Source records
** START **

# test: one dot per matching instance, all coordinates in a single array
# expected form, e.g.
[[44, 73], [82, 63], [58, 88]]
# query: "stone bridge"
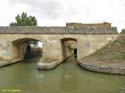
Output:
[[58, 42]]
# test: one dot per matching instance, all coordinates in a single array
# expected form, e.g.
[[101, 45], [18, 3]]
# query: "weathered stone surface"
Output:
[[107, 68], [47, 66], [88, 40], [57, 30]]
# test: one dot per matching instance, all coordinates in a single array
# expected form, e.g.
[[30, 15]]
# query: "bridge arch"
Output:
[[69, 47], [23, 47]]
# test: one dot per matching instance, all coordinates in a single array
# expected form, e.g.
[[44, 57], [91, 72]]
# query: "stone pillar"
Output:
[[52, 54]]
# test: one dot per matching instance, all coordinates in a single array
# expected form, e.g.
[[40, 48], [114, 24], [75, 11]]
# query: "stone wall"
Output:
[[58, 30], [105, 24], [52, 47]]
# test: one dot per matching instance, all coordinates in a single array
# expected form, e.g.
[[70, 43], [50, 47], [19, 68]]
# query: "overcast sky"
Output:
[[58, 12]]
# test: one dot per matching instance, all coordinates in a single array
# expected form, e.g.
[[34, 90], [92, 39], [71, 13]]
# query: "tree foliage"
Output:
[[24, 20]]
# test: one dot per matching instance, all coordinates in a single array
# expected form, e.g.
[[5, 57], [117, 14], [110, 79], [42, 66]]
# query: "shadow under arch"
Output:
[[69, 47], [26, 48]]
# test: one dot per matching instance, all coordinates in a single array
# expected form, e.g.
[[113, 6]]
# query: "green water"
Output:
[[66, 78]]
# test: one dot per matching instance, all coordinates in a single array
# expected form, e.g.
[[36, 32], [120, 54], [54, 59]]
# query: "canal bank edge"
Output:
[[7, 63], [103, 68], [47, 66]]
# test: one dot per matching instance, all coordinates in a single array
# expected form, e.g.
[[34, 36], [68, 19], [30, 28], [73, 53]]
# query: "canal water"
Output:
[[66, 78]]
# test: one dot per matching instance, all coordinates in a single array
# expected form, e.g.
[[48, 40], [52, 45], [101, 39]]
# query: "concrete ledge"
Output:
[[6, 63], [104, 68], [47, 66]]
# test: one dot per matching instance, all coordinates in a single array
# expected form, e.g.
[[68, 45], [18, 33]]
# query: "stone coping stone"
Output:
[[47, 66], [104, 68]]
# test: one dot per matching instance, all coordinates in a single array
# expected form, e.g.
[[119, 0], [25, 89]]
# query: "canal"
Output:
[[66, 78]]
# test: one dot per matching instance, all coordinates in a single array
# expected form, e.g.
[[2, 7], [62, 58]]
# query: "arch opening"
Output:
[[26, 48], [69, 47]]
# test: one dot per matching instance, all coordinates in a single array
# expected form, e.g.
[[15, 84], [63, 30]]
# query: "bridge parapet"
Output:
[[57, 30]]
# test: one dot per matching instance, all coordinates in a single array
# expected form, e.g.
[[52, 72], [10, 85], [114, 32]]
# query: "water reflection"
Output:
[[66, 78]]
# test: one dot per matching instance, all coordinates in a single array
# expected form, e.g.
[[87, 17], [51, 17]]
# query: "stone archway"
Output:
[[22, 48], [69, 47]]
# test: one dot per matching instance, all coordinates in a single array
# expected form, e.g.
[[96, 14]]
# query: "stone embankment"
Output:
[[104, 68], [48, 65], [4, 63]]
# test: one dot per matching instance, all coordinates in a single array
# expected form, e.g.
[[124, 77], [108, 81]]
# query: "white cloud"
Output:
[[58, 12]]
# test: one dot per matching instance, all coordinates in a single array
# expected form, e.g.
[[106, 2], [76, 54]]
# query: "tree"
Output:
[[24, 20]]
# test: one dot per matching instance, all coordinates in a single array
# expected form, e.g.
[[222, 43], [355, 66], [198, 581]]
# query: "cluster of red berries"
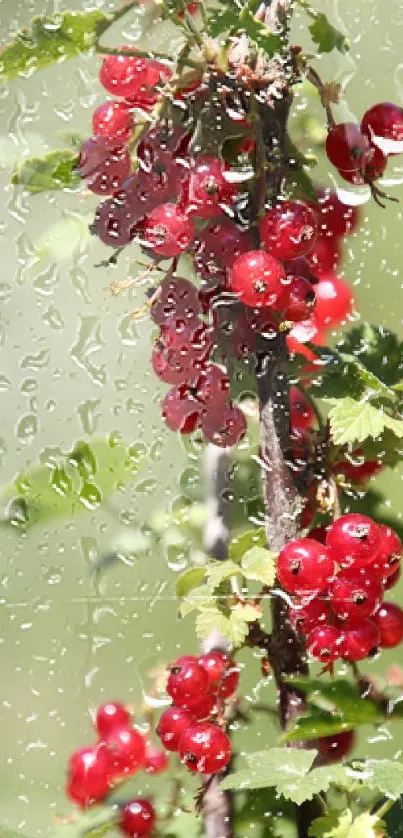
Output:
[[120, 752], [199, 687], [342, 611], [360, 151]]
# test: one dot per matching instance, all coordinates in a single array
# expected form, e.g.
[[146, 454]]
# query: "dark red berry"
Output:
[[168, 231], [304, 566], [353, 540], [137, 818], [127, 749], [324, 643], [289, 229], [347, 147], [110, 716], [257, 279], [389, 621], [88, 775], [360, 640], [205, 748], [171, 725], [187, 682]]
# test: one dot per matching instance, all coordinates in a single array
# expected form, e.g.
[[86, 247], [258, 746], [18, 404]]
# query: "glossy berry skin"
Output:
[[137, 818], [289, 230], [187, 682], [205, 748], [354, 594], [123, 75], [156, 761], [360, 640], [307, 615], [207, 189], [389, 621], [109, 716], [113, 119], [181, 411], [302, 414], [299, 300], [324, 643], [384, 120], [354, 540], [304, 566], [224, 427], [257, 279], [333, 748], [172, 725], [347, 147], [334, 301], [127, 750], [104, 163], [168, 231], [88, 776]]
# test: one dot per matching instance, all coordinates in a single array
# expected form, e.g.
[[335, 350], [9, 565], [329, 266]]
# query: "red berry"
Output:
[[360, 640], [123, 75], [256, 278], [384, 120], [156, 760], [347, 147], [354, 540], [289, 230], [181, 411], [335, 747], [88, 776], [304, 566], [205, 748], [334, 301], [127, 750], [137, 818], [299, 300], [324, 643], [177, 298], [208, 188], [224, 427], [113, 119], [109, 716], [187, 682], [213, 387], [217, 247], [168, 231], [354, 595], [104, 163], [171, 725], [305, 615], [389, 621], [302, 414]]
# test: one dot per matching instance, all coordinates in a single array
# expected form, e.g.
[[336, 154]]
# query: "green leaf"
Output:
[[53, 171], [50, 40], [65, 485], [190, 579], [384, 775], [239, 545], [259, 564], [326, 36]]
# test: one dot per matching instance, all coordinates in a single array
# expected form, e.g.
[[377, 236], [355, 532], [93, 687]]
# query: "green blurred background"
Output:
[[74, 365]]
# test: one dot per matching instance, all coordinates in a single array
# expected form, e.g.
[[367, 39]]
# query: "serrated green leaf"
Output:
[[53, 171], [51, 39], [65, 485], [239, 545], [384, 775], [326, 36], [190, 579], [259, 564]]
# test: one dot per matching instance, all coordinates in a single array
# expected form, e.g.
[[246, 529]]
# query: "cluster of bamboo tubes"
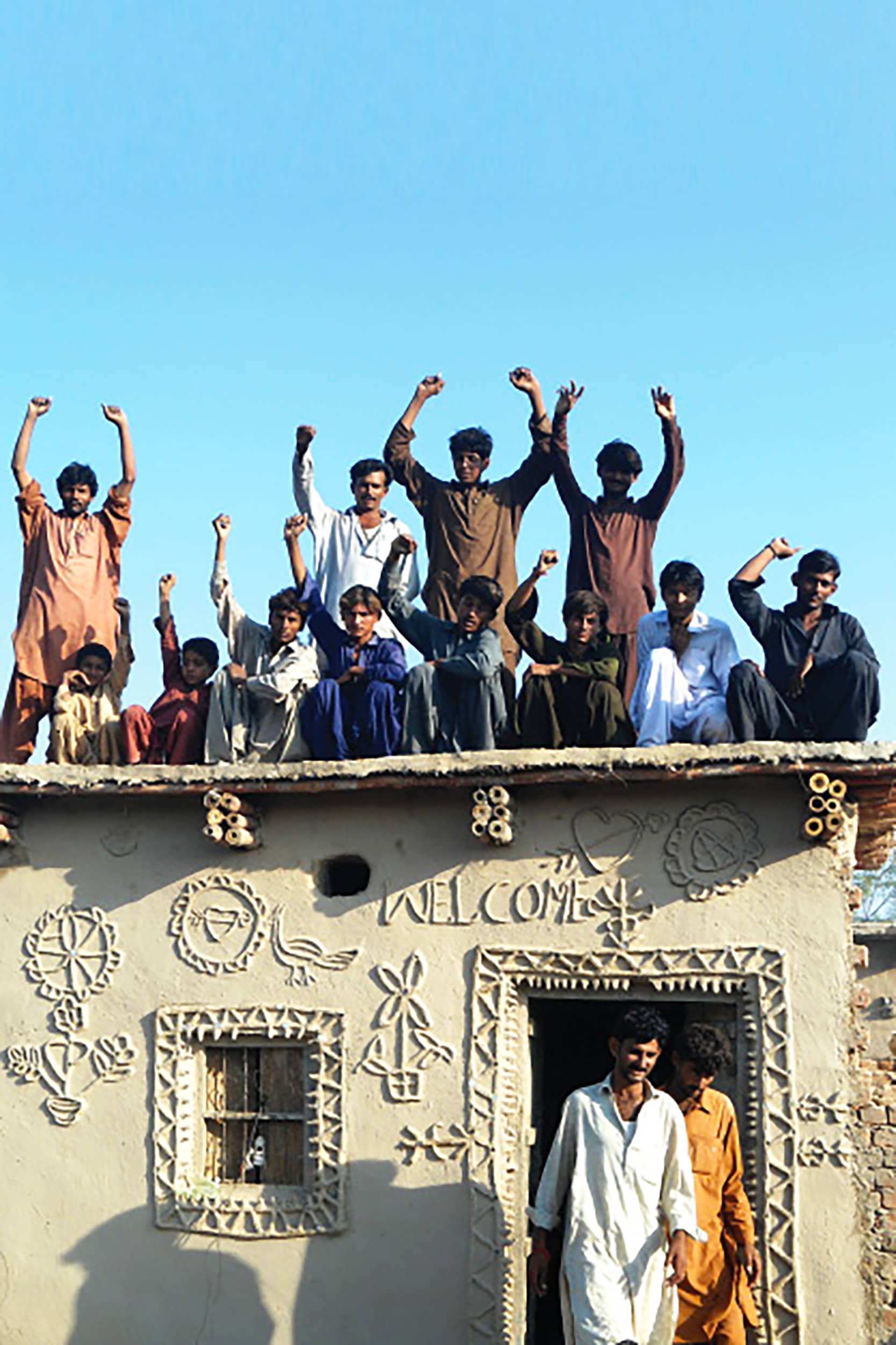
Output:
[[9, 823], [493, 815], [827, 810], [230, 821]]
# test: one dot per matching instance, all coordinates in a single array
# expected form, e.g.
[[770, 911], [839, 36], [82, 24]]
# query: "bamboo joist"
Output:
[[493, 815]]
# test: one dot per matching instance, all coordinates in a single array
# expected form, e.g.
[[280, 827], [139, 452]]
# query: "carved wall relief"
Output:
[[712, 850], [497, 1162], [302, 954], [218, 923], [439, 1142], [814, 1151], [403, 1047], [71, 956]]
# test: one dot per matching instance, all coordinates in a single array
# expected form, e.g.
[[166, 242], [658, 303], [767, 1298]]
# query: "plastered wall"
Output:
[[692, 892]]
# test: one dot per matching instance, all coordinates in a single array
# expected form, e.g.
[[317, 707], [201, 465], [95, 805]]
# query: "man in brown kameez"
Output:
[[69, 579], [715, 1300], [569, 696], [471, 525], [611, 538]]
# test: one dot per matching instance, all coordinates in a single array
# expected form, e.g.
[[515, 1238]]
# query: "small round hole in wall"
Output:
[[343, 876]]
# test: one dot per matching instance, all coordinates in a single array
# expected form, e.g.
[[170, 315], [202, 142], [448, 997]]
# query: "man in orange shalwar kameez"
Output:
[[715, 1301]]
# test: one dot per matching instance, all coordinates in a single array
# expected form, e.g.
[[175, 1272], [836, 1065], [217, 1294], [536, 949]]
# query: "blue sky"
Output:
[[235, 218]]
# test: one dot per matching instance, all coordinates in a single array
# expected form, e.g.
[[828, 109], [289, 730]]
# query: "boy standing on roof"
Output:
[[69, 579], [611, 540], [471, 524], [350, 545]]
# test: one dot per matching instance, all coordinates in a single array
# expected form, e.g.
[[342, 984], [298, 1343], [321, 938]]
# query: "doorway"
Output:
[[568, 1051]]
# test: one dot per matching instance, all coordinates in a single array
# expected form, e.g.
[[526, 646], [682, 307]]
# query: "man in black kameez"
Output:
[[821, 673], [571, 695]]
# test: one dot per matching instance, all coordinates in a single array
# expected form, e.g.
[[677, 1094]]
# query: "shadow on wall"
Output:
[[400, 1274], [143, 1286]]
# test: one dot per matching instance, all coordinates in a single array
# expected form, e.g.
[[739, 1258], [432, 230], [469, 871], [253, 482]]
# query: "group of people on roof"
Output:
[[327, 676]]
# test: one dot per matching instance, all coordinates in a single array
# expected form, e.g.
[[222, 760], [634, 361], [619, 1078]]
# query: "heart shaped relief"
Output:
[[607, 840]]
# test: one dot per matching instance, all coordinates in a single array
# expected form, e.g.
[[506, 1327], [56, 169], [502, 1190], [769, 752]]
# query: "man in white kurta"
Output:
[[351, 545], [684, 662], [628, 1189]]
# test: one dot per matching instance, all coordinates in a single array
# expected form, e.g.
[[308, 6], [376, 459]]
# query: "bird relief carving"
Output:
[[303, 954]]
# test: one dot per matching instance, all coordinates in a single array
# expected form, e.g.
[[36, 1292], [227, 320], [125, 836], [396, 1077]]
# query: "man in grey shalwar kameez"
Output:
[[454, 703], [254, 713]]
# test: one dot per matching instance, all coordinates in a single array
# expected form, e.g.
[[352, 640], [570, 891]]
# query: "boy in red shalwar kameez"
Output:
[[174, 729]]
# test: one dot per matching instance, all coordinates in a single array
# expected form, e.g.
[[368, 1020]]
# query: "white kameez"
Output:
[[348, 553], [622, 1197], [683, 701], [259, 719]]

** END **

-- WORK REQUIRED --
Could you write out the lines again, starting at the first line and ending at the line containing "[[58, 30], [105, 24], [52, 47]]", keeping every line and shifting each coordinate in the answers up by 17? Leave the pictures out.

-- RESULT FOR THIS TASK --
# test: one dot per matching instance, all coordinates in a single array
# expected form, e.g.
[[44, 73], [82, 63], [58, 88]]
# query: "stone bridge"
Output:
[[75, 59]]
# test: one dot per matching instance, all coordinates in a single array
# expected form, e.g.
[[101, 45], [18, 3]]
# query: "weathered stone surface"
Output:
[[124, 85], [64, 83], [105, 57], [74, 47]]
# test: one dot per matching instance, all coordinates in a single array
# expected form, e.g.
[[30, 15]]
# query: "bridge arch"
Output:
[[86, 64], [40, 64]]
# test: one dot per matching instance, all coordinates in a single array
# expected form, e.g.
[[44, 57], [91, 72]]
# query: "stone pillar"
Output:
[[69, 71]]
# test: one dot per matching instance, all coordinates in a single array
# expected form, e.g.
[[40, 48], [114, 24], [75, 11]]
# query: "stone wall"
Output:
[[75, 47], [122, 41], [69, 64]]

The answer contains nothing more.